**Supplied information**
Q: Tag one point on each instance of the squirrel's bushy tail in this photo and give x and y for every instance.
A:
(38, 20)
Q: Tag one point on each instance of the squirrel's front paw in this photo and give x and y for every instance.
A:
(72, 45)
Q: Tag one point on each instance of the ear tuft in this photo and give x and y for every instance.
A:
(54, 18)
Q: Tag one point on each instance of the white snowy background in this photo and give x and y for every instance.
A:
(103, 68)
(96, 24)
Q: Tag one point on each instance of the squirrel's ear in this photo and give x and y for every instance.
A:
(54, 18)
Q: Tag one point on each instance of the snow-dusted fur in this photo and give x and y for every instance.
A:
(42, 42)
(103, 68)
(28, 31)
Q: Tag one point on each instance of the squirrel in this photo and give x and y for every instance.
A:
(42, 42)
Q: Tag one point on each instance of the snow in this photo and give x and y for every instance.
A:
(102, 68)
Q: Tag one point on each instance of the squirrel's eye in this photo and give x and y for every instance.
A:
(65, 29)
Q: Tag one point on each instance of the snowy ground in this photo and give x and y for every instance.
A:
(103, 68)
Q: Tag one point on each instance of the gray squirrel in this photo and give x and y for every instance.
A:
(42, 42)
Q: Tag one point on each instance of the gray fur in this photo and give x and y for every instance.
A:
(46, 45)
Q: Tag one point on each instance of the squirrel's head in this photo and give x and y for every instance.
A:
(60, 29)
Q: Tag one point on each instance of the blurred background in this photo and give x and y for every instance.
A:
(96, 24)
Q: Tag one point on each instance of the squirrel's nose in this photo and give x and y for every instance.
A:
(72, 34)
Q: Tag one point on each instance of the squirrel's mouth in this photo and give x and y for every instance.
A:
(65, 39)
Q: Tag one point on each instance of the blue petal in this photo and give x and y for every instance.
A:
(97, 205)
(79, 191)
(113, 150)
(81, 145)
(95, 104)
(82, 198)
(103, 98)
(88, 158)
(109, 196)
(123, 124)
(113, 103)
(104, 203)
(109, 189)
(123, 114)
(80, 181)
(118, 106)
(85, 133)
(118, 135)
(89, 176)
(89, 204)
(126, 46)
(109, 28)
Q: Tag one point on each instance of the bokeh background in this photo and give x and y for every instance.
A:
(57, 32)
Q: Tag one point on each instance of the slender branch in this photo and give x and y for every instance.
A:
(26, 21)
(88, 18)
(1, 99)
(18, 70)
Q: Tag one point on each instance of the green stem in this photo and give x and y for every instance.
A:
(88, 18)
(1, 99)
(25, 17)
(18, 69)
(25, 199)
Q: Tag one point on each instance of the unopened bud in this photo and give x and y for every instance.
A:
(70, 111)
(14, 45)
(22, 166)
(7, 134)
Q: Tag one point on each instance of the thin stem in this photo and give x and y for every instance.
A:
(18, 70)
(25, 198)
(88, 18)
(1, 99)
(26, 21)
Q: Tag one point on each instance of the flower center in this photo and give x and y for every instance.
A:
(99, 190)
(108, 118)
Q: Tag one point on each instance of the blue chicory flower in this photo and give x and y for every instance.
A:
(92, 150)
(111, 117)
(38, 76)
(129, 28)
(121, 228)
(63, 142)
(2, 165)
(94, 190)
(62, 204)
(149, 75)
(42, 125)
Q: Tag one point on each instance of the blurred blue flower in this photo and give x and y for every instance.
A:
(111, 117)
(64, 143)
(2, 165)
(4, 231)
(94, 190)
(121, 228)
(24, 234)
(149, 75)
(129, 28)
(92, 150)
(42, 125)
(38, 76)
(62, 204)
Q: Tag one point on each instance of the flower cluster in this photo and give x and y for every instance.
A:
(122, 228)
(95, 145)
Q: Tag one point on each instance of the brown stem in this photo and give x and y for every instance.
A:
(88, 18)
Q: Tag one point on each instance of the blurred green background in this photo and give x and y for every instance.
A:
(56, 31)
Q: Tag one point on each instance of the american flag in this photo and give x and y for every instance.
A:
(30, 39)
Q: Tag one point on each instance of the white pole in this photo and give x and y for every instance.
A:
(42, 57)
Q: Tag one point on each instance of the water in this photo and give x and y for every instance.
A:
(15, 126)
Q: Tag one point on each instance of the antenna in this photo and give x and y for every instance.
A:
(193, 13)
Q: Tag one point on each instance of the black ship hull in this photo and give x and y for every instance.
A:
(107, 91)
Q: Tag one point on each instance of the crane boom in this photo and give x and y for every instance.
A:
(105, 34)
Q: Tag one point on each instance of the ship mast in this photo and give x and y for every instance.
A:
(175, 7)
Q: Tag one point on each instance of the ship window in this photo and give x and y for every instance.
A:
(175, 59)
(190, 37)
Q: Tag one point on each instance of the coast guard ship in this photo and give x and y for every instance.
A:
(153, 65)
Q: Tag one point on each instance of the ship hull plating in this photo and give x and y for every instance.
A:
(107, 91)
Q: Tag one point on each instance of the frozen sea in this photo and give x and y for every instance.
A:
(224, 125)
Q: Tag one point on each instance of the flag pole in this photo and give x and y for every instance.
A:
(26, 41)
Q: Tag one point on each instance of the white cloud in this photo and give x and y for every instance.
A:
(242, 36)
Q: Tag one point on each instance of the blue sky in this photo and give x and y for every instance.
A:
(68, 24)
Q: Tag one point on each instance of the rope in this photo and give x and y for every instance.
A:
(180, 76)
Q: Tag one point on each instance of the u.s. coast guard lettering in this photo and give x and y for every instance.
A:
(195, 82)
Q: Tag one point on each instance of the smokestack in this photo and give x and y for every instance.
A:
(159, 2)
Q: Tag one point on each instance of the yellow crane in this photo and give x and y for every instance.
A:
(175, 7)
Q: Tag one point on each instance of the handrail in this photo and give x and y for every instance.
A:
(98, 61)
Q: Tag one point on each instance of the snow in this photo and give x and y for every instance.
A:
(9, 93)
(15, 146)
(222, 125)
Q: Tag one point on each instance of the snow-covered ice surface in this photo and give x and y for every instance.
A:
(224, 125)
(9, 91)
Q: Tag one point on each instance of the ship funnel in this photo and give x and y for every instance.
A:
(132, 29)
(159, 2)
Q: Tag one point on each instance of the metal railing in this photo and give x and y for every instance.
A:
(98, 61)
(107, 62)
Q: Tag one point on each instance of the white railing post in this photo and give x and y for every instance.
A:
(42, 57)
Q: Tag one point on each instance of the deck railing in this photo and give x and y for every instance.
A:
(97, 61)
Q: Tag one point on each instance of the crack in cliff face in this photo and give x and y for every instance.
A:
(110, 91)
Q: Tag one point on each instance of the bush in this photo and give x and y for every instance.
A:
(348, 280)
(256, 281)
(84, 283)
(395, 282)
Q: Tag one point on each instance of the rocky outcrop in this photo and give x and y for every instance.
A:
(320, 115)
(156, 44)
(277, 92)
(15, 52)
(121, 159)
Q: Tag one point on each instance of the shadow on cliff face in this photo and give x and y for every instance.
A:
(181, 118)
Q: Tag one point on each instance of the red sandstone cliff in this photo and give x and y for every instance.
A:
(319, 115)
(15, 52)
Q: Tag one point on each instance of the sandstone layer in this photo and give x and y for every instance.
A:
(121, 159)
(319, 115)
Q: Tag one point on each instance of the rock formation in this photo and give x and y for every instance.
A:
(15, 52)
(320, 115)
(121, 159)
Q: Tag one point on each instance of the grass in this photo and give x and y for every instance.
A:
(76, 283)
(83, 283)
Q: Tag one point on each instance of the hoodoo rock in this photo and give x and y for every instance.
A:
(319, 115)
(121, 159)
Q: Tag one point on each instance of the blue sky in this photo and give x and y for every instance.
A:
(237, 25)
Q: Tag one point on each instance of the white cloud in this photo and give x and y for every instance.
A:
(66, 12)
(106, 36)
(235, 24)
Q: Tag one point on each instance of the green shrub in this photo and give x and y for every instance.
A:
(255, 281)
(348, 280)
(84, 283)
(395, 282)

**Assigned task**
Could you copy each line above word for word?

**Answer**
Q: Tag one point on each instance of the squirrel's bushy tail in this photo and give x and y for every instance.
A:
(38, 20)
Q: Tag one point on each instance of the squirrel's front paw in this photo and give x and y for every instance.
A:
(72, 45)
Q: Tag one point on each instance of the ear tuft in this photo and give x and y for every instance.
A:
(54, 18)
Q: Tag one point on each instance of the white snowy background in this photo and give x and y for every instance.
A:
(103, 68)
(96, 24)
Q: Tag one point on each instance of the squirrel's ear in this photo and give x and y for every instance.
A:
(54, 18)
Q: Tag one point on each instance of the snow-dusted fur in this photo and give x and y for every instance.
A:
(42, 42)
(103, 68)
(28, 31)
Q: Tag one point on each instance of the squirrel in this photo and give x and y for every instance.
A:
(42, 42)
Q: Tag one point on each instance of the snow in this photo and give x and y for every instance.
A:
(102, 68)
Q: Tag one point on each instance of the squirrel's eye in this photo and give x and y for every instance.
A:
(65, 29)
Q: Tag one point on each instance of the snowy ground in this photo and give x and y for every instance.
A:
(103, 68)
Q: Tag one point on each instance of the gray squirrel in this photo and give x and y for every instance.
A:
(42, 42)
Q: Tag one point on each instance of the gray fur in this photo and give x and y for every instance.
A:
(46, 45)
Q: Tag one point on each instance of the squirrel's head in this photo and give x and y for every instance.
A:
(60, 29)
Q: Tag one point on each instance of the blurred background in this photo and give x and y for every instance.
A:
(96, 24)
Q: Tag one point on each instance of the squirrel's nose in this photo and give x and y for every instance.
A:
(72, 34)
Q: Tag one point on each instance of the squirrel's mouth in this photo and give x and y for every instance.
A:
(65, 39)
Q: Tag one point on each instance of the blue petal in this photo and give x and y for every instance.
A:
(97, 205)
(79, 191)
(113, 150)
(81, 145)
(95, 104)
(82, 198)
(103, 98)
(88, 158)
(109, 196)
(123, 124)
(113, 103)
(104, 203)
(109, 189)
(123, 114)
(80, 181)
(118, 106)
(85, 133)
(118, 135)
(89, 176)
(89, 204)
(126, 46)
(109, 28)
Q: Tag one point on each instance of the bokeh background in this photo and give x and y for every instance.
A:
(57, 32)
Q: Tag one point on each instance of the slender branch in this photo and give x and y for every instance.
A:
(26, 21)
(88, 18)
(1, 99)
(18, 70)
Q: Tag one point on each instance of the green stem in this photo and give x and y for every instance.
A:
(88, 18)
(1, 99)
(25, 17)
(18, 69)
(25, 199)
Q: Tag one point on each instance of the unopened bud in this photo and give x and y for every instance.
A:
(70, 111)
(14, 45)
(22, 166)
(7, 134)
Q: Tag one point on each instance of the thin stem in this photo and give x and y for every instance.
A:
(18, 70)
(25, 198)
(88, 18)
(1, 99)
(26, 21)
Q: Tag one point on each instance of the flower center in this photo and give x and y for every instance.
A:
(99, 190)
(108, 118)
Q: Tag one point on each instance of the blue chicory flower in this photo and give x and y for every instance.
A:
(92, 150)
(111, 117)
(38, 76)
(129, 28)
(121, 228)
(63, 142)
(2, 165)
(94, 190)
(62, 204)
(149, 75)
(42, 125)
Q: Tag one point on each instance of the blurred blue flower in this photo and give x and y for every instance.
A:
(111, 117)
(64, 143)
(2, 165)
(4, 231)
(94, 190)
(121, 228)
(24, 234)
(149, 75)
(129, 28)
(92, 150)
(42, 125)
(38, 76)
(62, 204)
Q: Tag one point on each instance of the flower cluster in this photo and give x and y for every instance.
A:
(122, 228)
(95, 145)
Q: Tag one point on each instance of the brown stem in this photo and give x and y for every instance.
A:
(88, 18)
Q: Tag one point on each instance of the blurred green background in this photo and give x and y for every instance.
A:
(56, 31)
Q: Tag one point on each instance of the american flag in this photo and give x and y for every instance.
A:
(30, 39)
Q: Tag one point on each instance of the white pole in this photo and give x and y for every instance.
A:
(42, 57)
Q: Tag one point on each instance of the water in this photo and give x and y for every instance.
A:
(15, 126)
Q: Tag one point on each instance of the antenna in this photo and give x and y for every instance.
A:
(193, 13)
Q: Tag one point on each instance of the black ship hull in this photo and give x and y for every instance.
A:
(107, 91)
Q: Tag one point on each instance of the crane boom in this photo and give x and y for every instance.
A:
(105, 34)
Q: Tag one point on each instance of the ship mast in this photo and give x and y for every instance.
A:
(175, 7)
Q: Tag one point on each instance of the ship window in this photo and give x and y for every instance.
A:
(175, 59)
(190, 37)
Q: Tag one point on each instance of the coast guard ship in this photo and give x and y for every instance.
A:
(153, 65)
Q: Tag one point on each instance of the ship hull plating in this photo and give x and y for every instance.
A:
(107, 91)
Q: Tag one point on each instance of the frozen sea in this photo and give x and y for every instance.
A:
(224, 125)
Q: Tag one point on each instance of the flag pole in this photo and give x and y for every instance.
A:
(26, 41)
Q: Tag one point on each instance of the white cloud in this photo and give x and y for every instance.
A:
(242, 36)
Q: Tag one point on each instance of the blue sky in this photo and give x and y for every instance.
A:
(68, 24)
Q: Tag one point on each instance of the rope in this photo and give x and y for every instance.
A:
(180, 76)
Q: Tag one point on each instance of the u.s. coast guard lettering in this photo and give x and y for every instance.
A:
(195, 82)
Q: Tag one point on each instance of the smokestack in this photo and give x and y for every instance.
A:
(159, 2)
Q: Tag one point on each instance of the yellow crane in this photo and give x and y for every instance.
A:
(175, 7)
Q: Tag one point on each instance of the handrail in this photo and give x and y for every instance.
A:
(98, 61)
Q: Tag one point on each instance of the snow in this photo and give x and y for every instance.
A:
(9, 93)
(15, 146)
(222, 125)
Q: Tag one point on each instance of the snow-covered ice surface in this photo and give x and y for every instance.
A:
(224, 125)
(9, 91)
Q: Tag one point on each instance of the ship funnel in this photo and give x and y for every instance.
A:
(132, 29)
(159, 2)
Q: Tag one point on each instance of the metal railing in this photo and give x and y for every instance.
A:
(98, 61)
(107, 62)
Q: Tag one point on each instance of the white railing post in this photo and give x and y for every instance.
A:
(42, 57)
Q: Tag one point on each instance of the deck railing in this photo and give x and y for every instance.
A:
(97, 61)
Q: Tag one point on each instance of the crack in cliff face in this photo and give x and y for every instance.
A:
(110, 91)
Q: Tag one point on each instance of the bush in this photo and give x and y for every instance.
A:
(348, 280)
(256, 281)
(84, 283)
(395, 282)
Q: Tag one point on each instance of the rocky outcrop in this photo and give x and y for every instance.
A:
(320, 115)
(156, 44)
(277, 92)
(15, 52)
(121, 159)
Q: Tag one point on each instance of the shadow on cliff face in this photo and give x and y for every instance.
A:
(181, 118)
Q: Tag one point on each instance of the red sandstone cliff in this photo and give x and y for every instance.
A:
(319, 115)
(15, 52)
Q: Tag one point on each instance of the sandstone layer in this photo and give x and y for every instance.
A:
(121, 159)
(319, 115)
Q: Tag one point on each instance of the rock formation in this photo and give x and y for every instance.
A:
(15, 52)
(320, 115)
(121, 159)
Q: Tag one point on each instance of the grass in this photo and give x and y for every instance.
A:
(76, 283)
(83, 283)
Q: Tag one point on each instance of the hoodoo rock in this photo and give x and y for every instance.
A:
(319, 115)
(121, 159)
Q: Tag one point on each instance of the blue sky in this photo and give x and y for every instance.
A:
(237, 25)
Q: Tag one point on each instance of the white cloud in this photo and give x and y for every instance.
A:
(66, 12)
(106, 36)
(235, 24)
Q: Tag one point on each instance of the green shrub in this photo and give x and y for every instance.
A:
(255, 281)
(348, 280)
(84, 283)
(395, 282)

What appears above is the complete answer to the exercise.